Copy out the data below, swapping "largest circle" for "biggest circle" throughout and leaving everything else unchanged.
......
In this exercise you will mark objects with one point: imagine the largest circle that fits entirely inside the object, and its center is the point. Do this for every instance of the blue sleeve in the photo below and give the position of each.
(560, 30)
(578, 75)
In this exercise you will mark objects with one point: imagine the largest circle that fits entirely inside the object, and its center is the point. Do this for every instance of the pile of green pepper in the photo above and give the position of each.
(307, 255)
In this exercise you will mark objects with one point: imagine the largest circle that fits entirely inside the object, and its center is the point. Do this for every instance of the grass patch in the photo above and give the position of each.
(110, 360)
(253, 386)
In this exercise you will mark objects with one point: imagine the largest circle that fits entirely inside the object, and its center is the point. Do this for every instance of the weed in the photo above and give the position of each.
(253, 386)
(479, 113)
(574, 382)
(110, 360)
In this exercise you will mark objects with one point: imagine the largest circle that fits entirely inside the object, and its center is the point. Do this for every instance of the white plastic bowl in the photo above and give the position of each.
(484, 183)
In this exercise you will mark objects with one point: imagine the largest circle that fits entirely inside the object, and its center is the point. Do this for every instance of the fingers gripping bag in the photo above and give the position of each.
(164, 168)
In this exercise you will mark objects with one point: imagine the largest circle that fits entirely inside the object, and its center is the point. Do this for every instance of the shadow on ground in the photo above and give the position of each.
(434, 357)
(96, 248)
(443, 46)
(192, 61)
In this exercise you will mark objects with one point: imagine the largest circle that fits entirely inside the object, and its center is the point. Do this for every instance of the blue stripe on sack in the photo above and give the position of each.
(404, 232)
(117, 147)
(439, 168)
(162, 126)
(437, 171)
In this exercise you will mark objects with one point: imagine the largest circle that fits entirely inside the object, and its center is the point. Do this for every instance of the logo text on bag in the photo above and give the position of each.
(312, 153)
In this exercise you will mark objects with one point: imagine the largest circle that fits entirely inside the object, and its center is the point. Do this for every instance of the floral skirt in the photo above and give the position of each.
......
SOLUTION —
In this exercise you will mark objects with one point: imagine the biggest circle that fits entirely inside the object, and its center is the point. Do this for every instance of the blue sleeve in the photo below and give the position of each.
(560, 30)
(578, 75)
In this exercise you will mark objects with one point: imagine the biggest circle that fits entirely inside the object, and its center is the point. Do this for every instance of the pile of green pepper in the photo above and give the position of each.
(307, 255)
In this exercise you will mark objects with one point: imagine the biggest circle that fits entirely inside the object, and its center is the point. Do this for every instance of the grass patch in the photo above and give the position of each.
(110, 360)
(253, 386)
In this exercise you will mark objects with one point: imagine the biggest circle that fits entirely inside the object, and its center is the point. Do this for every instance of the weed in the photo above and give the position of each.
(253, 386)
(479, 113)
(574, 382)
(110, 360)
In this exercise you will mark objects with one point: imagine the biggest circle that fits entirely inside the object, and its center is the point. Do this for every instance of the white plastic bowl in the photo above and give the position of each.
(484, 183)
In this exercise you will mark objects with one point: imagine the biggest circle that fits entirely inside the object, and its center is the point. Do this for every instance of the fingers gripping bag in the photo above and give the position of each.
(164, 168)
In this exercise you will mark objects with one point: imagine the biggest circle that fits entirely inside the object, and its center is the point. Do this for every instance of the shadow on ground in the photo above and give the position of each.
(434, 357)
(96, 248)
(443, 46)
(192, 61)
In this exercise you will mark objects with one point: imagine the biggest circle that fits entirely inside the object, and its center is the point. Do this for every instance of the blue stripe on sack in the photo above and give the position of each.
(404, 232)
(117, 147)
(439, 168)
(162, 126)
(437, 171)
In this exercise you will mark objects with one point: imagine the biggest circle that fits entirely inside the object, and its center is the point. Do this for every instance of the logo text on bag in the photo above and give the position of each.
(312, 153)
In this exercise you will mark objects with one point: imagine the biggest circle that fits entirely inside the object, and its center is the point. Do this for every instance of the floral skirt in the photo above and give the position of each.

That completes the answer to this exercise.